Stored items
>>>>

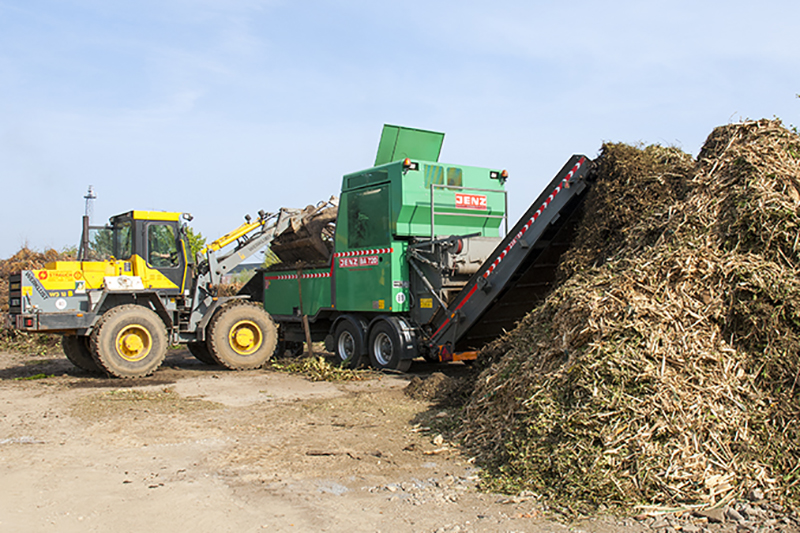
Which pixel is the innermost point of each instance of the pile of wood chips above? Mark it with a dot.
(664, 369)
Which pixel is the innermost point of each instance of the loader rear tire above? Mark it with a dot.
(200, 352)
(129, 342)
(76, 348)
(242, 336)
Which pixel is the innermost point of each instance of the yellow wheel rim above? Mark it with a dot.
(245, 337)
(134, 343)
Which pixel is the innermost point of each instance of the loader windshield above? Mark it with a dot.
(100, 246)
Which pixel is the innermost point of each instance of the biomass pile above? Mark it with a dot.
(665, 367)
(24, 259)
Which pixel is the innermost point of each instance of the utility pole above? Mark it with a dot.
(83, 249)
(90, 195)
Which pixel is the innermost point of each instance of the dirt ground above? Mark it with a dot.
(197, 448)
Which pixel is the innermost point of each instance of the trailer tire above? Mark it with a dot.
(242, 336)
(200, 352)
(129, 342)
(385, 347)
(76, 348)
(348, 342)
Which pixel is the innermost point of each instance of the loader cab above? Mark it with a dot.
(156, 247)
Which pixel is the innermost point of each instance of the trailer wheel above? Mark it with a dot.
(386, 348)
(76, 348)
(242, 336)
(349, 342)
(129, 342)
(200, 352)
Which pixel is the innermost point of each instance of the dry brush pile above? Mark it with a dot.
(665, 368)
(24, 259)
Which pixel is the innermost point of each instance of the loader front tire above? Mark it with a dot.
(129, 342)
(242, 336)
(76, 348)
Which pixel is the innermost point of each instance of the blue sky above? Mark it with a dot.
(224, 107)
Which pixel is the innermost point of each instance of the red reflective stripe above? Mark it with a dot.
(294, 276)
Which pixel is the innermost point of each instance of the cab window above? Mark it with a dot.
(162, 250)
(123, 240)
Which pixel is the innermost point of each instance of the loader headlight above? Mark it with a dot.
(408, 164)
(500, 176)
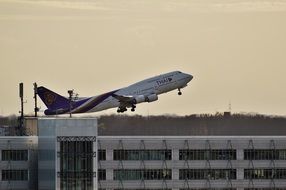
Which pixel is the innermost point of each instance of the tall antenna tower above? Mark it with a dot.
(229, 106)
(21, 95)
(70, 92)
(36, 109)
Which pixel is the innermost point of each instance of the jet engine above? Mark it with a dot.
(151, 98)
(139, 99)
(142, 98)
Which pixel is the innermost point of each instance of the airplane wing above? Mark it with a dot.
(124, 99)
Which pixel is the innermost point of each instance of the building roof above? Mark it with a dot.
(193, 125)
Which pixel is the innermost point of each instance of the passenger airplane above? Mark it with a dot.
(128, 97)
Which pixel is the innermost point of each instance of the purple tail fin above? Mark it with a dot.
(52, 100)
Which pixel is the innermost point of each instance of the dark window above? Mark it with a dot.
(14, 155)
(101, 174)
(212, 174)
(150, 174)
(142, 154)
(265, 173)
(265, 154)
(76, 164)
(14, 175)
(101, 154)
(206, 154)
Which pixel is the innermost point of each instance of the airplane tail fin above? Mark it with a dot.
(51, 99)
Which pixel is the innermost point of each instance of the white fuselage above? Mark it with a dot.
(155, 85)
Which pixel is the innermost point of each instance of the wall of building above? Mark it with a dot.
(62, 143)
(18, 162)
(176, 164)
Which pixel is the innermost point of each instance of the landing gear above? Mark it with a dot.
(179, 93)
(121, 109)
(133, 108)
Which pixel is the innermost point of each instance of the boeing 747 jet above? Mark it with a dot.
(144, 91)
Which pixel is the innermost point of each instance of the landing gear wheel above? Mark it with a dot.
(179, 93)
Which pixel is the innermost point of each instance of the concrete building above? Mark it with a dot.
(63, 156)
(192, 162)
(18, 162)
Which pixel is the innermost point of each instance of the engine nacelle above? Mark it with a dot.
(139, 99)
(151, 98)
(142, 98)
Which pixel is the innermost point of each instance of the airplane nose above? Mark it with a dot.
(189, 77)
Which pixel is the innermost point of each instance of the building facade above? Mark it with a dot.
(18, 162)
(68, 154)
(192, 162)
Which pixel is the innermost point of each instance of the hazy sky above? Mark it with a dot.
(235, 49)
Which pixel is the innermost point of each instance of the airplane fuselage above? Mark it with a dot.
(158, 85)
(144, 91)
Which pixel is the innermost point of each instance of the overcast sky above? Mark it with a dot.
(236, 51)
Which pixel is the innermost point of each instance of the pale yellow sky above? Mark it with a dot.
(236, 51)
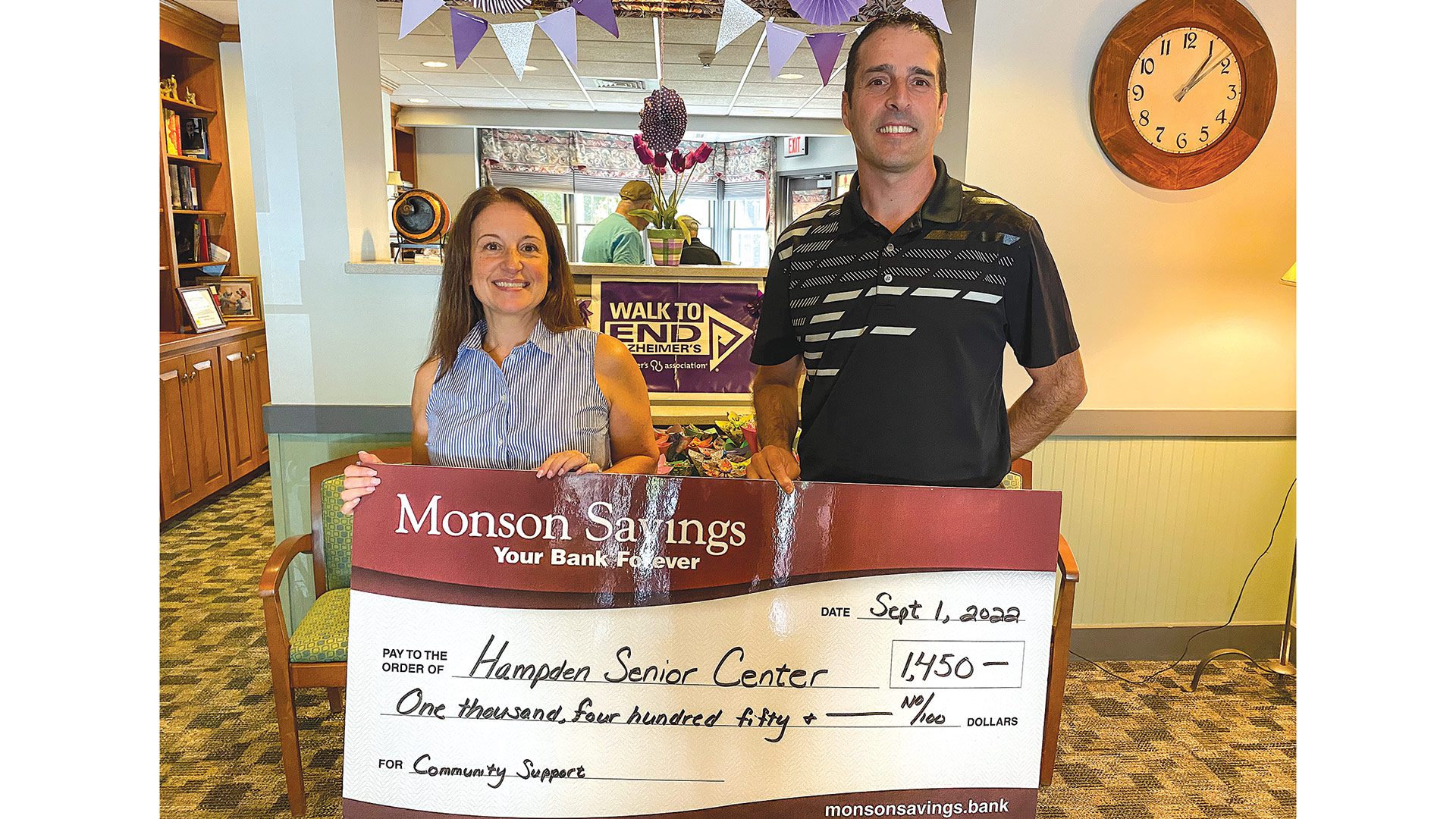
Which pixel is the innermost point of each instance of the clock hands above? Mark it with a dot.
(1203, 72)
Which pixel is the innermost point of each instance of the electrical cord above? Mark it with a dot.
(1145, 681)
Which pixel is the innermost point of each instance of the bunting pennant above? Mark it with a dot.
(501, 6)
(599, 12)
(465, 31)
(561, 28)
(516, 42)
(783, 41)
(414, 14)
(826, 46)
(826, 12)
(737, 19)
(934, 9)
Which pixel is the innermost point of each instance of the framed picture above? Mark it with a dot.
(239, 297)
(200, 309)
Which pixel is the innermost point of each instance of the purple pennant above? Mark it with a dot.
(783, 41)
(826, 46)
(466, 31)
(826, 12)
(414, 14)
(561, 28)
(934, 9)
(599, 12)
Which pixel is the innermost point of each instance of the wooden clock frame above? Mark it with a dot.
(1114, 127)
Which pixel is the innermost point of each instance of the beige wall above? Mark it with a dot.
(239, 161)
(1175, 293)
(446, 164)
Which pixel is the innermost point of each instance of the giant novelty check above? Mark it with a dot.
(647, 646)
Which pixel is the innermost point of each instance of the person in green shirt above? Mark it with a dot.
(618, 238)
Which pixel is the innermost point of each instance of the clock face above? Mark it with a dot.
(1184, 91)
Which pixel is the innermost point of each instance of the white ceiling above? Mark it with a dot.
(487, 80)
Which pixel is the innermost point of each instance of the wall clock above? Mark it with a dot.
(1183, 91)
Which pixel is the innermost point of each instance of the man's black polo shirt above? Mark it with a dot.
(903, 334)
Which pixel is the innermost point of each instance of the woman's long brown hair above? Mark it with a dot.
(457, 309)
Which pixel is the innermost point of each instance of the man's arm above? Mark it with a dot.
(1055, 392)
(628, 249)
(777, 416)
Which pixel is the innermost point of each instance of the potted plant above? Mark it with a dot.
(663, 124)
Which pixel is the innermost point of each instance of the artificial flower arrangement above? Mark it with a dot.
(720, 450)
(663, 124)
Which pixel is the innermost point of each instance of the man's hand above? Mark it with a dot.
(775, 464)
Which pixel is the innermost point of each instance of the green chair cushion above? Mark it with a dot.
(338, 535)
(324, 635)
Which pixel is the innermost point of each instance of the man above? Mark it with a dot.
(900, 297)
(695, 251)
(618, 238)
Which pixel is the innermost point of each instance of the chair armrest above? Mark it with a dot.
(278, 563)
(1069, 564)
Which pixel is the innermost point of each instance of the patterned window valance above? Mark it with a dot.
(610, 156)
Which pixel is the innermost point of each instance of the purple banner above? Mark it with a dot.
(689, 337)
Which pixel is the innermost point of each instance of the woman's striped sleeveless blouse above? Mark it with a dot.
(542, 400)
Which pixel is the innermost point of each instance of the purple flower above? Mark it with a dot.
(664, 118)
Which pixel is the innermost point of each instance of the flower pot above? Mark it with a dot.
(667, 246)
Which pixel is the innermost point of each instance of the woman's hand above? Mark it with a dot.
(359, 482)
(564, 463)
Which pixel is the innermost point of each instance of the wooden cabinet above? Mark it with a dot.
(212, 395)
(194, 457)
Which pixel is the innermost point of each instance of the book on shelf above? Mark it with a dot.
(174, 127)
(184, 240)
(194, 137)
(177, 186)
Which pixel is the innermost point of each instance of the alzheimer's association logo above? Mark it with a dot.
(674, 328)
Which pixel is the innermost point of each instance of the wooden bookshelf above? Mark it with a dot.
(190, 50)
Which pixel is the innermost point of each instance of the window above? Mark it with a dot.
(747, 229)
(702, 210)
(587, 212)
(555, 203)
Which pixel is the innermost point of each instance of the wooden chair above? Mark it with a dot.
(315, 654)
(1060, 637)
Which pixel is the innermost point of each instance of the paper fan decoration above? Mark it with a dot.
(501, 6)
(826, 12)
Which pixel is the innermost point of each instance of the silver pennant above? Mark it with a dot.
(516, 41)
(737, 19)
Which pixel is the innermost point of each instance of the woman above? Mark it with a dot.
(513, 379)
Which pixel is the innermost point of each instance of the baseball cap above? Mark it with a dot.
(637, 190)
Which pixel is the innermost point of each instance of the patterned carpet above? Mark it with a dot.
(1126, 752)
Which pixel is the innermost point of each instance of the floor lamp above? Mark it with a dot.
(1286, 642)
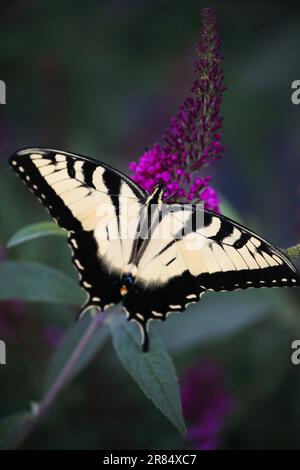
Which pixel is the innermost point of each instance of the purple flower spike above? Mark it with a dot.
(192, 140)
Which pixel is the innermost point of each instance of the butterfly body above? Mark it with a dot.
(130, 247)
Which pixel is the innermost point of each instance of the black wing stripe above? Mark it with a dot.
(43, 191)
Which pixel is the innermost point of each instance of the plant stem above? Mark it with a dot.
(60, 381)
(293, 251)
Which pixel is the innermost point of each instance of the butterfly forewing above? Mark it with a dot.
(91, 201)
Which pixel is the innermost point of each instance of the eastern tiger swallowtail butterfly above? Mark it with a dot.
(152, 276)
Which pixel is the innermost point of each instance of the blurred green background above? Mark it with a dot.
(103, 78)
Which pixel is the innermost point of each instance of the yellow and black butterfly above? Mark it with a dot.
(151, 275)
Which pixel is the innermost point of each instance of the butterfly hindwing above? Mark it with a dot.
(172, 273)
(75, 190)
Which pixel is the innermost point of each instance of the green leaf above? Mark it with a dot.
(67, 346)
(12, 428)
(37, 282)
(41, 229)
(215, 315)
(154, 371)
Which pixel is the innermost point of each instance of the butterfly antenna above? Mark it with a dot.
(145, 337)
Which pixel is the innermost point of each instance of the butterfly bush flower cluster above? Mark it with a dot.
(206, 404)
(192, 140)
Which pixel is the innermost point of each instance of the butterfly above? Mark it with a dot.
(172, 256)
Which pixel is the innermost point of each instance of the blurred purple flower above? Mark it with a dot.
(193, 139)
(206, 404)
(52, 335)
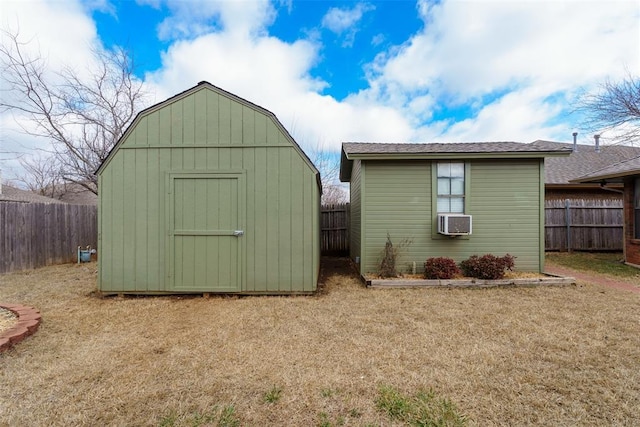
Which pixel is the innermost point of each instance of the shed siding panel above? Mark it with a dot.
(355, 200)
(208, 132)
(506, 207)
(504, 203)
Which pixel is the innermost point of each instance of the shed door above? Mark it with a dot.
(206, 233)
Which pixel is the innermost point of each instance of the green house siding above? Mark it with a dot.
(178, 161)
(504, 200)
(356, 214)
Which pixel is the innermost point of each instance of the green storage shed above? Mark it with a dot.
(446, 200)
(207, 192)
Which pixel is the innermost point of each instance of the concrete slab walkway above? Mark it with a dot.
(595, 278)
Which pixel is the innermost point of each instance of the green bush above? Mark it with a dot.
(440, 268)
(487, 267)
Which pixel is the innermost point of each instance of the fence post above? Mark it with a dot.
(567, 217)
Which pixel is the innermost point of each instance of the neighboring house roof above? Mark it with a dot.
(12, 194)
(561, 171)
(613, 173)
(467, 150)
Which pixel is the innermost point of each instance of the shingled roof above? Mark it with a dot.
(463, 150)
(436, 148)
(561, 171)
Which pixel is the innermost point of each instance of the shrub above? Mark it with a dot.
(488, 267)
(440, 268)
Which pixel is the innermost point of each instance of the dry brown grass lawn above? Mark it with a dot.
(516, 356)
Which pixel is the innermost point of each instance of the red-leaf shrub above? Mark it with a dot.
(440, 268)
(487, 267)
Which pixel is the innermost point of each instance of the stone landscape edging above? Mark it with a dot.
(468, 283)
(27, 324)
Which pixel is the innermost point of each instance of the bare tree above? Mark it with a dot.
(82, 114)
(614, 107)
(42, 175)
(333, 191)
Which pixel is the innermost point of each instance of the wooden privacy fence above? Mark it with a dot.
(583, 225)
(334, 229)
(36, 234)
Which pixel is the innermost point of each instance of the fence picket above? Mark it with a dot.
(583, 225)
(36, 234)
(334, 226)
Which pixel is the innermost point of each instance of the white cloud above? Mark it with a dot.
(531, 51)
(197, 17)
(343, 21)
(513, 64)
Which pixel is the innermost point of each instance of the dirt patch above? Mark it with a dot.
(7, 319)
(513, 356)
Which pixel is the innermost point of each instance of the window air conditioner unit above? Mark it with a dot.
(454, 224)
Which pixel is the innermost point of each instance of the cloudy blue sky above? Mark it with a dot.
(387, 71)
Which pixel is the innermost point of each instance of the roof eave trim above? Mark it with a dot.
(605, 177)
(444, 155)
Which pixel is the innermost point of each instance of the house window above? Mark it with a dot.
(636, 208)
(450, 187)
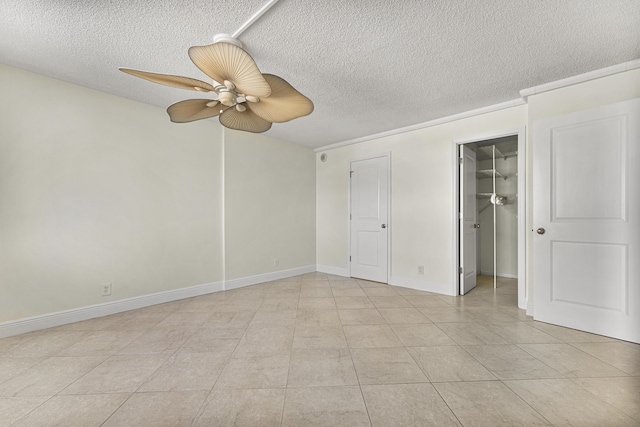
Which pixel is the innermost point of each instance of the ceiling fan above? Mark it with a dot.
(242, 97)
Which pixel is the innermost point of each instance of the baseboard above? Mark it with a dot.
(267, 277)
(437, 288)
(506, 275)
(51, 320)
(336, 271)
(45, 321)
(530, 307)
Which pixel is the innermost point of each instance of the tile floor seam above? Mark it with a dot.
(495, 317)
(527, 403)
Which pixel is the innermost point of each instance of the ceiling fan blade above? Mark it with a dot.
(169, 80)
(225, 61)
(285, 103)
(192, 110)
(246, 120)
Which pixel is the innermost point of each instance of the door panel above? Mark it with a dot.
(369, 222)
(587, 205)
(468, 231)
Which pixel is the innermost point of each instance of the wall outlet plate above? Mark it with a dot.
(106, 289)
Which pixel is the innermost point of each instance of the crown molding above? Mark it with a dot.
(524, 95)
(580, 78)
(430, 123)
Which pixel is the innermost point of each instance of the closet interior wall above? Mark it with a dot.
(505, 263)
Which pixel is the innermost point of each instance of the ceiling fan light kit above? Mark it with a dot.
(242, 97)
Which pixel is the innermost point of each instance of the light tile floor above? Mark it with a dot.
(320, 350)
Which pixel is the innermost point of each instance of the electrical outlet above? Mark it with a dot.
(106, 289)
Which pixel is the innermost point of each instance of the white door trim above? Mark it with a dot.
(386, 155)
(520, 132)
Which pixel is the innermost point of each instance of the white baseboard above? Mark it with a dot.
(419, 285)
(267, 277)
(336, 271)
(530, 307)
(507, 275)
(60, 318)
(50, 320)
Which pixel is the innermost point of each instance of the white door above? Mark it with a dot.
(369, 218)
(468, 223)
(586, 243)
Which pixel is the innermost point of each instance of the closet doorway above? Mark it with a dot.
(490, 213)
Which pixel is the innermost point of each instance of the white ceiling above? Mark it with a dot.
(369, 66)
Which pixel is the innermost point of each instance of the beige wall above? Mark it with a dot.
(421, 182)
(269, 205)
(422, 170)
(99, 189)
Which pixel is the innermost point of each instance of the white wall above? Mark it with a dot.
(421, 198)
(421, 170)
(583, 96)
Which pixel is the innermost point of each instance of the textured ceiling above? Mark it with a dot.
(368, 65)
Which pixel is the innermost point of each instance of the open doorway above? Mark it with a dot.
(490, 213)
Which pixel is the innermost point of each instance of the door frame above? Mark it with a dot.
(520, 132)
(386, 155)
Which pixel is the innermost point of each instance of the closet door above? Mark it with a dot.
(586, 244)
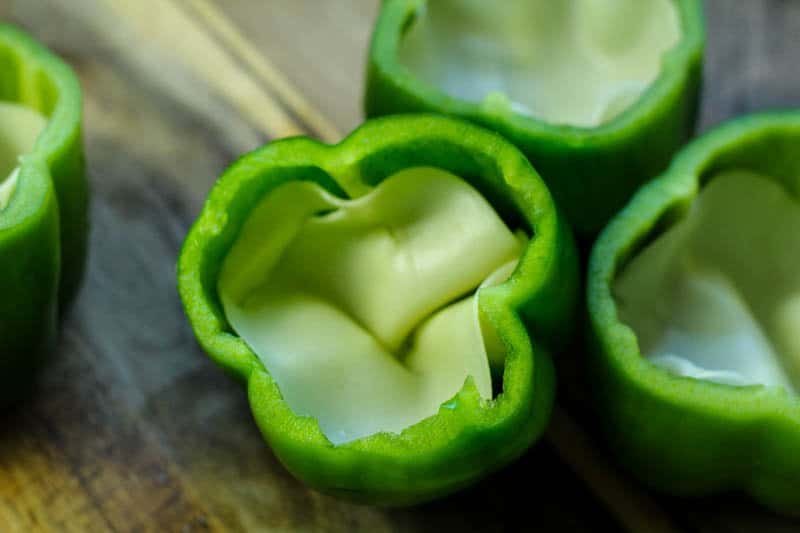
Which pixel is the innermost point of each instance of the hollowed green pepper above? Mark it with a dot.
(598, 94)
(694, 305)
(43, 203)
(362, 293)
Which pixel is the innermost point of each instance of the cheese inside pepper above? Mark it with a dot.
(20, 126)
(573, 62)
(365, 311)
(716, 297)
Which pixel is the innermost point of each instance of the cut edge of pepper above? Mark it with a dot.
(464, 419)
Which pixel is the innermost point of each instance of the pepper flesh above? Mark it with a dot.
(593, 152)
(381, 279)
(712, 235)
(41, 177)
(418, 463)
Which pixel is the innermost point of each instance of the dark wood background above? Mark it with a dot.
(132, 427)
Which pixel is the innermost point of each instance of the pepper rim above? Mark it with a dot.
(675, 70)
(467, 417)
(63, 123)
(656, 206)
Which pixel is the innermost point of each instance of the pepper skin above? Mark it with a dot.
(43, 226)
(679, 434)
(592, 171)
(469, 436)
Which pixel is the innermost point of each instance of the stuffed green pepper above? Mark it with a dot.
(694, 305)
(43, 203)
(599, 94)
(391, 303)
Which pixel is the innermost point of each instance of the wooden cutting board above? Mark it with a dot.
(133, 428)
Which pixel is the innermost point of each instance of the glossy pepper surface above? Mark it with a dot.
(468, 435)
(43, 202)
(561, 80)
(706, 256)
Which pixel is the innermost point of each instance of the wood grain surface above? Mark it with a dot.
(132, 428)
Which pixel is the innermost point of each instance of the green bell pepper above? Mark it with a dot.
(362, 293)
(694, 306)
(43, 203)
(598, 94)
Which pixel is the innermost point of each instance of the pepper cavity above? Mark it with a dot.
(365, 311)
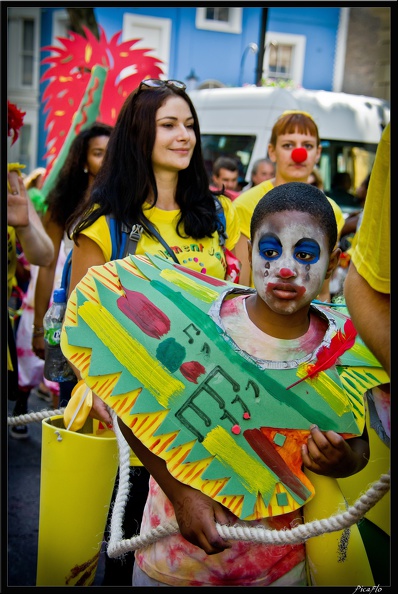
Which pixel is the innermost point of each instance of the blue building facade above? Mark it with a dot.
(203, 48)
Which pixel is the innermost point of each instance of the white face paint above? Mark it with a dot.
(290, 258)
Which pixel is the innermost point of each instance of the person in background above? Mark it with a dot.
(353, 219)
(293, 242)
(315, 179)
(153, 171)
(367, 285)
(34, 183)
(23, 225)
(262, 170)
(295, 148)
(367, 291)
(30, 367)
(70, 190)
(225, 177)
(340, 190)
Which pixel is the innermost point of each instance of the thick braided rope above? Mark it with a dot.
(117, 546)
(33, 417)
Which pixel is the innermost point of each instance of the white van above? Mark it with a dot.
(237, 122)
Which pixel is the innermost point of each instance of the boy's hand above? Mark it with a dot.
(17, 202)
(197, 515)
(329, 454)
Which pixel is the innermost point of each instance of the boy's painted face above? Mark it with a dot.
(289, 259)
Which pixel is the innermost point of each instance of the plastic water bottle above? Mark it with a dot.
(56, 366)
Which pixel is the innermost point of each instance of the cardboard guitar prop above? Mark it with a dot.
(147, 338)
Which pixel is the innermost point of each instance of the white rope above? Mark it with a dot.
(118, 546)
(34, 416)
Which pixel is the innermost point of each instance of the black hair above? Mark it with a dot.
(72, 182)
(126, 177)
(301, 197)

<<<<

> **Do this**
Extract, unchanged, the closing run of lines that opens with the line containing "braided rope above? Mark it with a dot." and ends with the last line.

> **Task answer**
Which pixel is the innermost point of each instance of the thick braided rope above? Mark it with a dot.
(117, 546)
(33, 417)
Which pixel is the innermost point of each instance of the white van above? Mark it with a dot.
(237, 122)
Which pixel is the innermost point of each instance of the boy's hand above? Mark it with a dot.
(17, 202)
(197, 515)
(329, 454)
Which pixel is the innermost point of each instance of the boy's painted face above? Mark it with a dot.
(289, 259)
Which pixel is the innermost point of each instance of the plastic water bottle above? Mark it with a dot.
(56, 366)
Which pixel is the innermost point of each instance of the cardboard guitar prop above? Mark it with a dot.
(147, 338)
Which pixel is the innermost point of each instance of the white rope above? Mark it with a dot.
(118, 546)
(34, 416)
Which pixel is the innermost point of each instance of the black hair above? Mark it with a dot.
(72, 182)
(126, 177)
(301, 197)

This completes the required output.